* [Aim]: Quote the whole listing word for word, please.

* Start Exercise data *

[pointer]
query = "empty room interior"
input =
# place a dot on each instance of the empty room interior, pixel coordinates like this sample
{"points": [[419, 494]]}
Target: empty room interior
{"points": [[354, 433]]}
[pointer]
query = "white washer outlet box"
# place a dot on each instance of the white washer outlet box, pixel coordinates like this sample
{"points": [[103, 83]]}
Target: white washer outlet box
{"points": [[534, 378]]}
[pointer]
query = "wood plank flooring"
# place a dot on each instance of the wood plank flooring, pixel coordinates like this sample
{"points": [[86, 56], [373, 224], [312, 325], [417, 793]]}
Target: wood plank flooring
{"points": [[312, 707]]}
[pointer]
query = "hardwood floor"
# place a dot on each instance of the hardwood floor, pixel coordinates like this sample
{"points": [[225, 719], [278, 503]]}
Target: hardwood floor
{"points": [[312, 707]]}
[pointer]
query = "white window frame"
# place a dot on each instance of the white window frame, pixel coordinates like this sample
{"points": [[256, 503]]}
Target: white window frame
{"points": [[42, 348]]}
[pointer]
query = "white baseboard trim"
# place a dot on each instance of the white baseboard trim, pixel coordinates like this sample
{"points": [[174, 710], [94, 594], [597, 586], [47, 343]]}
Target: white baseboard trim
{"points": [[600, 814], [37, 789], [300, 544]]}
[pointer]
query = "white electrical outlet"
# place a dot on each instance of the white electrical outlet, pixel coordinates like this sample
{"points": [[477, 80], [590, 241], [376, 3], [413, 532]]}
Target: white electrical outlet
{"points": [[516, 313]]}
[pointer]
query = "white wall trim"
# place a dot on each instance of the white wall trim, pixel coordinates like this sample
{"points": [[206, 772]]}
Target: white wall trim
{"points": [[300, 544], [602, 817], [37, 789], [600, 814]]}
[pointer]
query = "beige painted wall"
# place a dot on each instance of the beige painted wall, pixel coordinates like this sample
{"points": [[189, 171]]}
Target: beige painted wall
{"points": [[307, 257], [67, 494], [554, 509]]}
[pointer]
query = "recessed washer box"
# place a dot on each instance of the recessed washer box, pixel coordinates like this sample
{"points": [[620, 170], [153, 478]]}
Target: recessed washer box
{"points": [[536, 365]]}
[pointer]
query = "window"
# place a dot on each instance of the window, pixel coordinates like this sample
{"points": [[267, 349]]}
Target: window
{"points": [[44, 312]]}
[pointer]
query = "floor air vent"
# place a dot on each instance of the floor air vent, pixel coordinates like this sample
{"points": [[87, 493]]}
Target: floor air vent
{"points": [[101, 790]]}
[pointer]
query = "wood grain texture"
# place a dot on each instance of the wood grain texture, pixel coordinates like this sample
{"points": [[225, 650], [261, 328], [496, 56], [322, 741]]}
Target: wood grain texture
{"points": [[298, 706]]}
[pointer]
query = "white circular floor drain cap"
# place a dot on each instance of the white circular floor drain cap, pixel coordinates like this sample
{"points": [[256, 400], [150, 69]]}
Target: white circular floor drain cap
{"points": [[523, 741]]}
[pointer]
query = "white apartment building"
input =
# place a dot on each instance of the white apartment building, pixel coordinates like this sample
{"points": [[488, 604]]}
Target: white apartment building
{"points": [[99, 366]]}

* End Exercise data *

* [Full response]:
[pointer]
query = "empty room interior"
input =
# place a dot on each instance of the empty room interior, pixel coordinates like this sample
{"points": [[419, 494]]}
Target: empty room interior
{"points": [[354, 433]]}
[pointer]
query = "white washer outlet box"
# place a dot on each instance of the white washer outlet box, pixel coordinates like this sample
{"points": [[103, 83]]}
Target: white washer outlet box
{"points": [[534, 378]]}
[pointer]
query = "wood plank flooring"
# place a dot on each instance of the wood plank flooring, pixel coordinates like this sample
{"points": [[86, 56], [373, 224], [312, 325], [417, 793]]}
Target: wood plank flooring
{"points": [[312, 707]]}
[pointer]
query = "hardwood floor"
# place a dot on each instance of the hardwood floor, pixel coordinates like this sample
{"points": [[225, 719], [278, 503]]}
Target: hardwood floor
{"points": [[312, 707]]}
[pointer]
query = "white window frame"
# place a dot on each instance of the white window frame, pixel coordinates like this sample
{"points": [[256, 503]]}
Target: white window frame
{"points": [[42, 348]]}
[pointer]
query = "white baseboard trim"
# place a dot on each instance of the white baseboard trim, pixel coordinates like this sample
{"points": [[174, 710], [94, 594], [597, 586], [47, 343]]}
Target: white baseboard trim
{"points": [[600, 814], [37, 789], [300, 544]]}
[pointer]
query = "white electrical outlet"
# place a dot on each instance of the white electrical outlet, pixel coordinates like this sample
{"points": [[477, 80], [590, 241], [376, 3], [413, 532]]}
Target: white electrical outlet
{"points": [[516, 313]]}
[pointer]
query = "white wall trim"
# place a dot on each instance of the white wall trim, pixel coordinates like this sample
{"points": [[206, 772]]}
Target: white wall trim
{"points": [[300, 544], [602, 817], [37, 789], [600, 814]]}
[pointer]
query = "beige painted wall"
# place a dot on each instance of the beige painted wall, pixel coordinates like this sample
{"points": [[189, 171]]}
Target: beige painted wall
{"points": [[307, 257], [67, 494], [554, 509]]}
[pointer]
query = "recessed washer box"
# place a dot on each instance of the recessed washer box, pixel coordinates like this sample
{"points": [[620, 170], [153, 478]]}
Target: recessed washer box
{"points": [[536, 365]]}
[pointer]
query = "window"
# place a dot on each instance of the window, pixel coordinates like this sample
{"points": [[267, 349]]}
Target: window
{"points": [[44, 312]]}
[pointer]
query = "floor air vent"
# place a dot on each instance of the floor air vent, pixel coordinates like this sample
{"points": [[87, 493]]}
Target: floor air vent
{"points": [[101, 790]]}
[pointer]
query = "wood grain texture"
# place a dot on each instance of the wood grain texture, pixel coordinates like this sample
{"points": [[225, 650], [261, 328], [496, 56], [322, 741]]}
Target: wood grain texture
{"points": [[298, 706]]}
[pointer]
query = "white circular floor drain cap"
# place a dot on each instance of the white circular floor drain cap, pixel coordinates like this sample
{"points": [[256, 400], [150, 69]]}
Target: white circular floor drain cap
{"points": [[523, 741]]}
[pointer]
query = "white apartment building"
input =
# place a dot on each instance of the white apartment building, pixel coordinates like this sample
{"points": [[488, 604]]}
Target: white apartment building
{"points": [[99, 366]]}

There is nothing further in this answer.